• What is required: Within the listing below, please show every line carrying the string "pillow".

• Records provided:
=======
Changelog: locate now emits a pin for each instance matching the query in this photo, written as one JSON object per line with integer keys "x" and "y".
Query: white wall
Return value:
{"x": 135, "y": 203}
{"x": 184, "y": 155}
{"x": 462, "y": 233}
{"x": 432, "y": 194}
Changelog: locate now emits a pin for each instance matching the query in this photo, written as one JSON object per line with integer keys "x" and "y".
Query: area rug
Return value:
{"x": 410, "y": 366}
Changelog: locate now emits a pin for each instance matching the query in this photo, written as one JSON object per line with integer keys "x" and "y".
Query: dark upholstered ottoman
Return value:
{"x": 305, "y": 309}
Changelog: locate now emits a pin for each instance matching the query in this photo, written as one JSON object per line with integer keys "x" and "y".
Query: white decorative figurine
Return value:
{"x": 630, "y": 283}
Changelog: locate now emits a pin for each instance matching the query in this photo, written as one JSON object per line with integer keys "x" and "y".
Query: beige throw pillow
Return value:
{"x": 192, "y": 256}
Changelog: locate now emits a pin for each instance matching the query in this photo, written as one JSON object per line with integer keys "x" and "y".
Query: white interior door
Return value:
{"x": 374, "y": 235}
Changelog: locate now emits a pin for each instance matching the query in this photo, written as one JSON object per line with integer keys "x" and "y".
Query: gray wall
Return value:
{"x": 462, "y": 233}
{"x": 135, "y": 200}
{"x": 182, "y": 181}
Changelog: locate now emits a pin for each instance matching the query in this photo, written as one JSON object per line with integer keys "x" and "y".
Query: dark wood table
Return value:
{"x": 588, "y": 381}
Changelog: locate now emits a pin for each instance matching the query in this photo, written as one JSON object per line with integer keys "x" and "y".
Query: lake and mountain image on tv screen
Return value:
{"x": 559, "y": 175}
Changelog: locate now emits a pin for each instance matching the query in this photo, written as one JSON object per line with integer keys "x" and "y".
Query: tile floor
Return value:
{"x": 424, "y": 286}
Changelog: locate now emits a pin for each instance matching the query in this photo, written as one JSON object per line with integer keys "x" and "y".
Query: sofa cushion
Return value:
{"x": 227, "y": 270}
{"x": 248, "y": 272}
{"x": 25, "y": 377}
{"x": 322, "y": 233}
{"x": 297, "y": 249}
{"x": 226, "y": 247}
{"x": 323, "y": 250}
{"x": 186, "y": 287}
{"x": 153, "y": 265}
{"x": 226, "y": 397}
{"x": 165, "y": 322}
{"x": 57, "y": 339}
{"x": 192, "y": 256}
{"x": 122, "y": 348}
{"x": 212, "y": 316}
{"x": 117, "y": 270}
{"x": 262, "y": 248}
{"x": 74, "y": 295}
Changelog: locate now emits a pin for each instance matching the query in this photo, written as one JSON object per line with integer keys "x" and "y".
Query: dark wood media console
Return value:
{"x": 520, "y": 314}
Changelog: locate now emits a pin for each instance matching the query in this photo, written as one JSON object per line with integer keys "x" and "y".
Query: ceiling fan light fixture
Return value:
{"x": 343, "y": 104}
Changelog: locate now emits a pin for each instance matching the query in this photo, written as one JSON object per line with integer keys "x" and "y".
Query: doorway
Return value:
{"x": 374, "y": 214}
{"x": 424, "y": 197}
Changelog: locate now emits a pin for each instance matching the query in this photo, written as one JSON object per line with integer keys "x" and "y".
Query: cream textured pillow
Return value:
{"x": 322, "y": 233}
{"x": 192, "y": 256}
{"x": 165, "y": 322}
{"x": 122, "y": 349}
=======
• The completed task:
Query: beige throw pillow
Query: cream textured pillow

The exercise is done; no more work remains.